Exercise details: Please pick out and copy every line of the material below that contains the string "handle". Case counts when matching.

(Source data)
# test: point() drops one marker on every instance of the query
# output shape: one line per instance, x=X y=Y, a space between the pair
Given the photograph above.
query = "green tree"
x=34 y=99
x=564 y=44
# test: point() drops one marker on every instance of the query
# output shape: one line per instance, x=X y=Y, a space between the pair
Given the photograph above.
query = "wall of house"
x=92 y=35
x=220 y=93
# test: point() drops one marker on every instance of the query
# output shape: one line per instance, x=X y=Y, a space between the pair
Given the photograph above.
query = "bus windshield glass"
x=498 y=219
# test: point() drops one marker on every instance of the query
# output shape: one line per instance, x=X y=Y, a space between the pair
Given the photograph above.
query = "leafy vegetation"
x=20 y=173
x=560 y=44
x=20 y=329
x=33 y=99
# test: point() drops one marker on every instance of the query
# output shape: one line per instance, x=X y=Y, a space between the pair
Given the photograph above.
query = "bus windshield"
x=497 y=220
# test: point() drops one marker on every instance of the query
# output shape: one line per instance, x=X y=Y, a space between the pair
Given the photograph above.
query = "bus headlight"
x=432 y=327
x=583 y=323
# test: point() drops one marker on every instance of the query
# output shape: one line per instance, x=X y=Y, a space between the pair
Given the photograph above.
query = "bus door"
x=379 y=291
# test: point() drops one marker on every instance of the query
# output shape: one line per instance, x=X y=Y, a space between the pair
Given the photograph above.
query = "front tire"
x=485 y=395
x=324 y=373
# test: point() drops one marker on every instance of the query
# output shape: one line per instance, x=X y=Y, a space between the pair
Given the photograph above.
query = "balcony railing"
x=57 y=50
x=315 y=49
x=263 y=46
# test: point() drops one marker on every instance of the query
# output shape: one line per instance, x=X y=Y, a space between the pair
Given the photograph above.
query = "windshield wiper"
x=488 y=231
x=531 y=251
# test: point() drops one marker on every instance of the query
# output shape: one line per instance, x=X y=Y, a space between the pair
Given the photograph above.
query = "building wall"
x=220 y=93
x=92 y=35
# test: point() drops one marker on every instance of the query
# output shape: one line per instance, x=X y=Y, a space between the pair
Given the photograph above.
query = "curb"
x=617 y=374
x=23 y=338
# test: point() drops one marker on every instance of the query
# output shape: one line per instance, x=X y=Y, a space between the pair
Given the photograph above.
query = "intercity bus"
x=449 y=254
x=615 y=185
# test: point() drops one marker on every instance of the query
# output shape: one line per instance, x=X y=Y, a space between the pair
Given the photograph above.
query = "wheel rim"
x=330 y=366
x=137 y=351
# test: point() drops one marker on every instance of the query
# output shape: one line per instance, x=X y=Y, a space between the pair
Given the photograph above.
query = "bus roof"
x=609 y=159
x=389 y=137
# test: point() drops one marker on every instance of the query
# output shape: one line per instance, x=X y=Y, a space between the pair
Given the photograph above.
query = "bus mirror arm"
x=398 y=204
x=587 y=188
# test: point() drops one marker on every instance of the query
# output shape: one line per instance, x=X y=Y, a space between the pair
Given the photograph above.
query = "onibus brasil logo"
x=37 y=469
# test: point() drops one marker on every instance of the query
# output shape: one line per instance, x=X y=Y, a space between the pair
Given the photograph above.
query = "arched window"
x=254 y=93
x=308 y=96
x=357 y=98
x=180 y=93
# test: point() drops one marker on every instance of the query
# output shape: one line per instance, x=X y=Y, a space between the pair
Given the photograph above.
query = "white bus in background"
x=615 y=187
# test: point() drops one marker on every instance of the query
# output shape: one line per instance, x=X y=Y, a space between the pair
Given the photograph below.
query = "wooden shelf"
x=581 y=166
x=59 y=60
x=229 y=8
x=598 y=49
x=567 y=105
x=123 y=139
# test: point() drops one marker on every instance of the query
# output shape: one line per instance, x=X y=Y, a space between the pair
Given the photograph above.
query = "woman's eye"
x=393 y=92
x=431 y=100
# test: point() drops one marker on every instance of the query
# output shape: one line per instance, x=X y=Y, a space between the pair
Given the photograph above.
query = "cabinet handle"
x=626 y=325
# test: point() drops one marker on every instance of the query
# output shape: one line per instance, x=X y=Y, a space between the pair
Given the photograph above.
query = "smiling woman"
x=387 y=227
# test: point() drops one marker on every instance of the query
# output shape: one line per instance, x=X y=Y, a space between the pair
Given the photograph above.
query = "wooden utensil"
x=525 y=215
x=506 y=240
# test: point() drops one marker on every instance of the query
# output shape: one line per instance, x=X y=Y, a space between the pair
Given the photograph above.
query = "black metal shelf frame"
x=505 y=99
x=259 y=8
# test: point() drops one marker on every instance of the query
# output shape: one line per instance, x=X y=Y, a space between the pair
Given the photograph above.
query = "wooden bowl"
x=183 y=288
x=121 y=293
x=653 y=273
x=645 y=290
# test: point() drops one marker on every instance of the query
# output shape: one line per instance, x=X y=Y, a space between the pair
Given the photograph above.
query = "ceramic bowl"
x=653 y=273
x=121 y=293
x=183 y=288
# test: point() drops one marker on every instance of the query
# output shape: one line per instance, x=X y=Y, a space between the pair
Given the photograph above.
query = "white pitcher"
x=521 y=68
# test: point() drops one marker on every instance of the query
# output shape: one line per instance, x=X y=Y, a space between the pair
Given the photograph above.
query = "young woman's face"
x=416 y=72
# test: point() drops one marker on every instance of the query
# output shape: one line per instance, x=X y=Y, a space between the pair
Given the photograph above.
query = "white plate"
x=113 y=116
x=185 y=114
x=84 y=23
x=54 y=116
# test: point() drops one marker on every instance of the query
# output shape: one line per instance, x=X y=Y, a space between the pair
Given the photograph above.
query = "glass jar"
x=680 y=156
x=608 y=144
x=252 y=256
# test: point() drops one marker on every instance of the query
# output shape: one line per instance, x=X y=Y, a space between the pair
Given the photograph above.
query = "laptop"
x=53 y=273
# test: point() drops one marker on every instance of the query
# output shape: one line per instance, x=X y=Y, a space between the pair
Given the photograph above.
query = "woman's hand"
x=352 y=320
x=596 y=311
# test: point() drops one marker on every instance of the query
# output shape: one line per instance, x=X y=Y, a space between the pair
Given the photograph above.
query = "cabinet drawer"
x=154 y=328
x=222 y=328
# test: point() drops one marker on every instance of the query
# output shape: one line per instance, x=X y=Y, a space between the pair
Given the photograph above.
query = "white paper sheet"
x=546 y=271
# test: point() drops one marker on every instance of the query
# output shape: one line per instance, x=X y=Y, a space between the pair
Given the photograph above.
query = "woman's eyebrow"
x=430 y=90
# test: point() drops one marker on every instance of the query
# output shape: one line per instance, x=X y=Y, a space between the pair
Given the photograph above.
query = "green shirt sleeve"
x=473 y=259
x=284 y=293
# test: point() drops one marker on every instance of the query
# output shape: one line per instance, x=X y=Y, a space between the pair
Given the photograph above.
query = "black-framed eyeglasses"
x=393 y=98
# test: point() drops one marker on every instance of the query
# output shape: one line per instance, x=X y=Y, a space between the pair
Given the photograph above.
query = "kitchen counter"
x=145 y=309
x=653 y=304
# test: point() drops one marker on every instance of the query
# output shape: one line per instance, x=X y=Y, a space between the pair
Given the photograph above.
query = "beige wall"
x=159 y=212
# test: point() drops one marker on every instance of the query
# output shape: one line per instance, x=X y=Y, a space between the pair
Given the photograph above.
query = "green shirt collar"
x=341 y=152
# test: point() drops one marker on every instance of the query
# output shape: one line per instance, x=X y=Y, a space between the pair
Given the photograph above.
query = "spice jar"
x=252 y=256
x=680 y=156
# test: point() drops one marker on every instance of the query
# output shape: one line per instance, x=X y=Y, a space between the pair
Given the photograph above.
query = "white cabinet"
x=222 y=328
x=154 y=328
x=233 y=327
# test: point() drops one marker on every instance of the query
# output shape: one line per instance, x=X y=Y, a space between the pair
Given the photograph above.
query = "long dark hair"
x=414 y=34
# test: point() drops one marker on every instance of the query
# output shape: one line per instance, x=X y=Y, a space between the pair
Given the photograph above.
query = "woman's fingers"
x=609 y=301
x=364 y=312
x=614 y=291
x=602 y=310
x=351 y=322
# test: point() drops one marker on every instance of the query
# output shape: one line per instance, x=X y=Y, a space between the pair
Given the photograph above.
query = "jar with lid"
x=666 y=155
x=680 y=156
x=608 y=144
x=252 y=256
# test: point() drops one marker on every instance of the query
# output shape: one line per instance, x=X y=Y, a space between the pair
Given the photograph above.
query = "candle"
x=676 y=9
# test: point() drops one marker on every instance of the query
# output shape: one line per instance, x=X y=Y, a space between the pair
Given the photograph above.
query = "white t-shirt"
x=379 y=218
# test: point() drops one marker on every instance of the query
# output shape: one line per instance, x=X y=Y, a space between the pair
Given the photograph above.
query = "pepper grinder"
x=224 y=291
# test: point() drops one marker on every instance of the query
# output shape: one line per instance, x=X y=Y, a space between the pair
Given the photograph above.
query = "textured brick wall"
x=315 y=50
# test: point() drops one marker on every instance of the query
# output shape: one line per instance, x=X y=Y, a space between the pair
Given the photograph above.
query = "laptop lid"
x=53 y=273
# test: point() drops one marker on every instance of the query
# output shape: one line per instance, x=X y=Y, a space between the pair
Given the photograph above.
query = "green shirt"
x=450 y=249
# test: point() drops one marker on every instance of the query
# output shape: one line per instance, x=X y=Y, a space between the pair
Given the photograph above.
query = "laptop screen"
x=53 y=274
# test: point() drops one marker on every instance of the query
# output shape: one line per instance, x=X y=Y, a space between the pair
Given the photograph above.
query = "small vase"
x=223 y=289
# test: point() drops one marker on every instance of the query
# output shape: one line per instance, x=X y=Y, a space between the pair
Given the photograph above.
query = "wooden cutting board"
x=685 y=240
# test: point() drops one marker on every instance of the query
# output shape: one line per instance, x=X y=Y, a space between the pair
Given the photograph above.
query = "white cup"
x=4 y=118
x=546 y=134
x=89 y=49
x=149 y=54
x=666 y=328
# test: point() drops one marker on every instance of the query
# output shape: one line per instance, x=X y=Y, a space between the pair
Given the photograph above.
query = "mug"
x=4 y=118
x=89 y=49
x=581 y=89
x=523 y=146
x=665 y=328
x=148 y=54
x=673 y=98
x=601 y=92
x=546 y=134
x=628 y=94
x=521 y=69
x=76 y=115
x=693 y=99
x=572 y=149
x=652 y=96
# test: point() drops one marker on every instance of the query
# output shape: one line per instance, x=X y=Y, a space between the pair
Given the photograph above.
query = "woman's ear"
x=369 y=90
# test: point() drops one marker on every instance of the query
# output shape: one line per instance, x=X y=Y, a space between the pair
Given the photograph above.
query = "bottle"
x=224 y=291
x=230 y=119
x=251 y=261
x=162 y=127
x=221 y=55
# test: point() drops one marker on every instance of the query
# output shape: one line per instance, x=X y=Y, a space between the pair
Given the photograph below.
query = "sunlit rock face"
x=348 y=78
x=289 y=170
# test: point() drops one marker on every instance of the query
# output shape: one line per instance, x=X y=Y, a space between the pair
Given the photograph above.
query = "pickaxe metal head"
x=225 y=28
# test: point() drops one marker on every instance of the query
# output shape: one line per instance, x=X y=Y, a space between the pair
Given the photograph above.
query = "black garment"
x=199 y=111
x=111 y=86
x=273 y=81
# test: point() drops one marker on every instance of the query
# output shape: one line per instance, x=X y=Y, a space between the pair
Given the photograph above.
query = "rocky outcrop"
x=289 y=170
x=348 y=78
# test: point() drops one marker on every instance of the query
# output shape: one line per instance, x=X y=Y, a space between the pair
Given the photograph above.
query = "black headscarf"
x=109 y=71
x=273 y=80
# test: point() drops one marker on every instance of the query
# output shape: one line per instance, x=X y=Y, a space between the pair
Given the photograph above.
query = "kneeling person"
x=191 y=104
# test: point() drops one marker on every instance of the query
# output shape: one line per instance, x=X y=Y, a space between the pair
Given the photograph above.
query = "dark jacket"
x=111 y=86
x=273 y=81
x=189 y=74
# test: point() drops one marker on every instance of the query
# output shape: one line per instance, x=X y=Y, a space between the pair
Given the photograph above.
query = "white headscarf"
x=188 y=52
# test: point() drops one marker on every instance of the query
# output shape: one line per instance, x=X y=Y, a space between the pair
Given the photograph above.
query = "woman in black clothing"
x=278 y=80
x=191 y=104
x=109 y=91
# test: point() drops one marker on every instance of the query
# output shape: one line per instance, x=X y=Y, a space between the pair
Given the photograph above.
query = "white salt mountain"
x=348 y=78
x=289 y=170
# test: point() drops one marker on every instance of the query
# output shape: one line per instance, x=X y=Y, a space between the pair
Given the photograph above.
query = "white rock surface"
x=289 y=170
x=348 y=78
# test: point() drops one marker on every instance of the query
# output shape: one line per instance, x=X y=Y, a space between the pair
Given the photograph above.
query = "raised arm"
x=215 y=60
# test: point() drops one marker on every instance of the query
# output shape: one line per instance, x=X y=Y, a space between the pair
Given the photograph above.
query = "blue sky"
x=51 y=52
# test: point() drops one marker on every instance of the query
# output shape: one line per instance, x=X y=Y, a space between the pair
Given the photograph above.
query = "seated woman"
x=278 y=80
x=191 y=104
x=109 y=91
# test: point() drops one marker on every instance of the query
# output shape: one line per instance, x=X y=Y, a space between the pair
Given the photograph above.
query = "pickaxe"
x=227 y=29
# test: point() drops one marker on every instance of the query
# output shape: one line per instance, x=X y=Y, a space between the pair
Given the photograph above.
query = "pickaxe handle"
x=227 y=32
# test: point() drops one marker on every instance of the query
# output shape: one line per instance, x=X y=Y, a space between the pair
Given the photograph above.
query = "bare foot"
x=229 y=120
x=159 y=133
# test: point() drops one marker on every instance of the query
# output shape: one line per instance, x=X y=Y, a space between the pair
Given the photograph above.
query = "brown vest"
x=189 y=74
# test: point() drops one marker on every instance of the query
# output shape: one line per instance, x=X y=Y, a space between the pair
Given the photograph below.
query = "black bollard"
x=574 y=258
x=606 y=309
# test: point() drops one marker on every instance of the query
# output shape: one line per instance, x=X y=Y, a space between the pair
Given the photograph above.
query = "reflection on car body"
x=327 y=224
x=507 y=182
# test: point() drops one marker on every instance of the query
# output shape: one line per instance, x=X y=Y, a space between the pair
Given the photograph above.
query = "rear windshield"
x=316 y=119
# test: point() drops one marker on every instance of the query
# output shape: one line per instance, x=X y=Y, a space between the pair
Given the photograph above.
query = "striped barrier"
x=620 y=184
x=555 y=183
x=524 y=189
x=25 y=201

Task solution:
query = "cabinet handle"
query = "pickaxe handle"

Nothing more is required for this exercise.